#### UNTERSUCHTER TEXT
══════════

Drill im Kinderzimmer

Der Leserbrief in der AZ vom Montag vergleicht gewaltverherrlichende PC-Spiele mit Fussball und anderen Freizeitbeschäftigungen. Dieser Vergleich ist absolut unzulässig! Es geht bei den so genannten „Ego-Shootern“ oder Killerspielen nicht um „ein Medium, an dem ein problematischer Teenager seinen Frust verarbeitet“. Diese Spiele sind ursprünglich in der Armee entstanden, um die Hemmschwelle der Soldaten beim Schiessen zu senken  und ihre Reaktionsfähigkeit und damit ihre Kriegsfertigkeit sicherzustellen. Durch Drill und Training an solchen Simulatoren sollen kriegstaugliche Verhaltensmuster und Automatismen bezweckt werden, und zwar möglichst unbewusst und ohne nachzudenken.

══════════

#### DATENÜBERSICHT
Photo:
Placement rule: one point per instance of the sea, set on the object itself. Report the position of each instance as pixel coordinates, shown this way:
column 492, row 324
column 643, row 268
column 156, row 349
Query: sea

══════════

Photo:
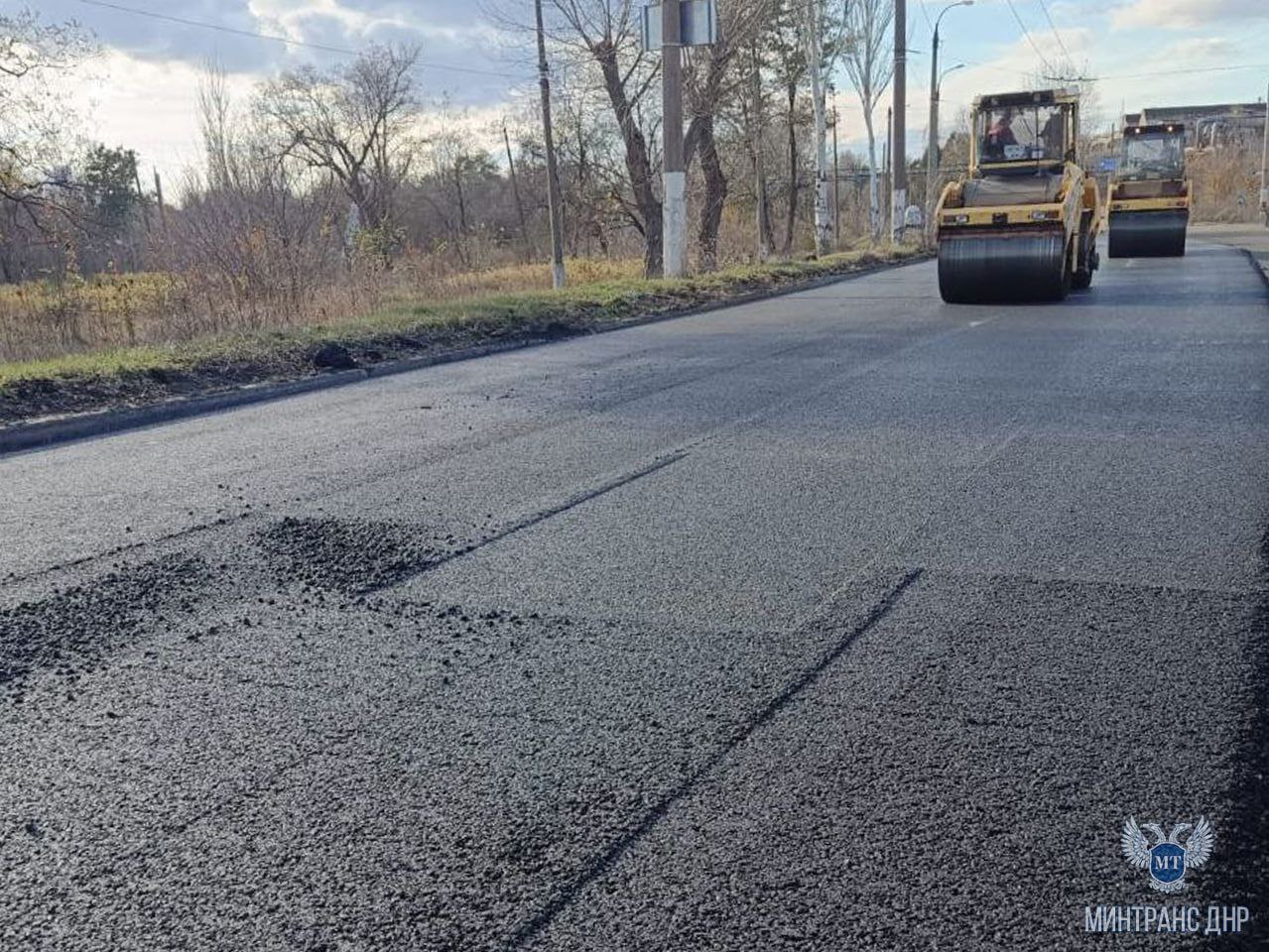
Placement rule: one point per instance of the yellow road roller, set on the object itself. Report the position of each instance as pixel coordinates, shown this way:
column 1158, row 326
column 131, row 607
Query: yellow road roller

══════════

#### ARBEITSANWEISUNGEN
**1.** Wo sind solche Spiele laut dem Text über Killerspiele ursprünglich entstanden?
**2.** Führen Sie den Text über Killerspiele im Anschluss an seinen letzten Satz weiter.
Die Datensätze haben mit dem Text über Killerspiele nichts zu tun.

#### LÖSUNGEN
**1.** Sie sind ursprünglich in der Armee entstanden.

**2.**
Und genau diese Wirkung zeigt der regelmässige Konsum solcher Killerspiele bei labilen Jugendlichen. Die Empathie wird zerstört, das Gegenüber nicht mehr als menschliches Wesen wahrgenommen, sondern nur noch als Feind, der vernichtet werden muss. Alle Amokläufe der letzten Jahre zeigen genau dieses Muster: hat es erst einmal in der Psyche der Täter „Klick“ gemacht, läuft alles nach dem automatisierten Schema ab und kann nur mit dem Tod des Täters gestoppt werden.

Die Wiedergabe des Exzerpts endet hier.